● Trecho
****************************************
Neste estudo foi possível observar, a partir dos relatos dos jovens, a produção de diversos constrangimentos a partir dos espaços, onde barreiras reais e simbólicas se impõem àqueles que não são bem-vindos e são produzidas estratégias de afastamento dos “indesejáveis”, dentre os quais se situam principalmente os jovens pobres e negros, e de isolamento e contenção de territórios considerados perigosos. Ou seja, nega-se a estes sujeitos o direito ao pleno acesso e ao uso da cidade (Dimenstein, Zamora, & Vilhena, 2004; Lannes-Fernandes, 2014; Saraví, 2014; Segura, 2017; Tapia, 2018).
****************************************
● Excertos das entradas
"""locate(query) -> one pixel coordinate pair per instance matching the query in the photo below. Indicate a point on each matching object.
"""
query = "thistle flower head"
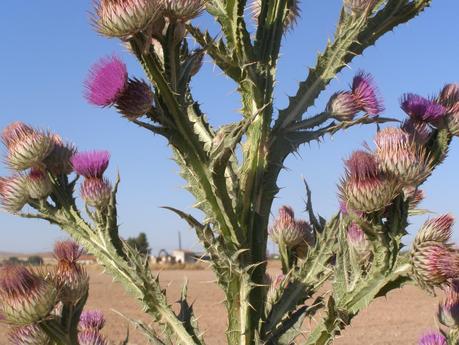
(398, 154)
(184, 10)
(366, 94)
(342, 106)
(96, 192)
(30, 151)
(106, 82)
(38, 184)
(422, 109)
(123, 18)
(58, 161)
(16, 132)
(25, 297)
(91, 337)
(92, 320)
(437, 229)
(136, 100)
(29, 335)
(286, 230)
(290, 20)
(13, 193)
(91, 164)
(448, 313)
(433, 338)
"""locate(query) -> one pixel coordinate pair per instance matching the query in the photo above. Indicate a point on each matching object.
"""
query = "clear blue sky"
(48, 46)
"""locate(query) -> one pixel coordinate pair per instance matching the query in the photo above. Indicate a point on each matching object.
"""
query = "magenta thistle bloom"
(92, 320)
(342, 106)
(91, 164)
(422, 109)
(433, 338)
(96, 192)
(91, 337)
(25, 297)
(366, 94)
(107, 80)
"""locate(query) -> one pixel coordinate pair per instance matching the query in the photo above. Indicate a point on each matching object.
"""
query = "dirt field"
(399, 319)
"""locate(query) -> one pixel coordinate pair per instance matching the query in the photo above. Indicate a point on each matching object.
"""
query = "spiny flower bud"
(342, 106)
(448, 312)
(437, 229)
(290, 20)
(70, 275)
(38, 184)
(13, 193)
(29, 335)
(433, 338)
(91, 337)
(25, 297)
(422, 109)
(286, 230)
(366, 94)
(365, 188)
(91, 164)
(123, 18)
(136, 100)
(402, 157)
(96, 192)
(92, 320)
(107, 80)
(184, 10)
(58, 161)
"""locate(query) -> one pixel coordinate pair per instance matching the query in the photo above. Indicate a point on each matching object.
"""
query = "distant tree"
(35, 260)
(140, 243)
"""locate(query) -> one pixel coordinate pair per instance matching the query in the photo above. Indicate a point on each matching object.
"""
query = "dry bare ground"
(399, 319)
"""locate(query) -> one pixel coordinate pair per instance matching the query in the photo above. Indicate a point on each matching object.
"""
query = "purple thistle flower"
(422, 109)
(433, 338)
(92, 320)
(91, 164)
(366, 94)
(107, 80)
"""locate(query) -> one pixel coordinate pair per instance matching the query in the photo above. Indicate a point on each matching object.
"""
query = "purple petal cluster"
****************************************
● Tarefa 1
Segundo o trecho, que direito é negado aos sujeitos considerados "indesejáveis"?
● Tarefa 2
Liste todos os sobrenomes de autores citados entre parênteses no trecho.

● Resultado correto 1
O direito ao pleno acesso e ao uso da cidade.

● Resultado correto 2
Dimenstein, Zamora, Vilhena, Lannes-Fernandes, Saraví, Segura e Tapia.